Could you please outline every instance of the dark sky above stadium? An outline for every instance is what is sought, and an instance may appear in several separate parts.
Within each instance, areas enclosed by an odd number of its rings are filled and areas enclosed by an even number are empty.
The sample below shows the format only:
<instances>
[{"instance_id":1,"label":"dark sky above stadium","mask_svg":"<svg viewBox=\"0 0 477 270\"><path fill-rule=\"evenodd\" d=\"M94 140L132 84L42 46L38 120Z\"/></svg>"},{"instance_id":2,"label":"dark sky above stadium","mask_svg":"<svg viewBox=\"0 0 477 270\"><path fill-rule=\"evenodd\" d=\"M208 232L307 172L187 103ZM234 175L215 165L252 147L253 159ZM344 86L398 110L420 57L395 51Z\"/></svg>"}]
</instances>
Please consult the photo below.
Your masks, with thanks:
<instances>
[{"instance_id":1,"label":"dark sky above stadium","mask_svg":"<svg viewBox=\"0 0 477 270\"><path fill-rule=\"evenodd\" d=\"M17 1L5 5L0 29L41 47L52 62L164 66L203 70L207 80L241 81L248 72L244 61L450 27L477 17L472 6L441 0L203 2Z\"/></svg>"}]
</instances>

GOAL OF THE EXERCISE: Reproduce the items above with "consult" replaced by "see" and every other part left unchanged.

COMPLETE ANSWER:
Could you please outline every instance of the dark sky above stadium? An outline for every instance is what is sought, and an instance may appear in several separate parts.
Within each instance, areas enclosed by an odd number of its rings are filled and areas enclosed by an even number are empty.
The sample below shows the format only:
<instances>
[{"instance_id":1,"label":"dark sky above stadium","mask_svg":"<svg viewBox=\"0 0 477 270\"><path fill-rule=\"evenodd\" d=\"M94 140L132 84L42 46L38 120Z\"/></svg>"},{"instance_id":2,"label":"dark sky above stadium","mask_svg":"<svg viewBox=\"0 0 477 270\"><path fill-rule=\"evenodd\" d=\"M208 232L307 172L187 103ZM234 175L215 165L252 147L253 159ZM344 86L398 110L420 57L395 51Z\"/></svg>"}]
</instances>
Please see the photo below.
Your masks, with thanks:
<instances>
[{"instance_id":1,"label":"dark sky above stadium","mask_svg":"<svg viewBox=\"0 0 477 270\"><path fill-rule=\"evenodd\" d=\"M17 1L5 5L0 29L41 47L52 62L164 66L203 70L207 80L241 81L248 72L244 61L450 27L477 17L472 6L441 0L203 2Z\"/></svg>"}]
</instances>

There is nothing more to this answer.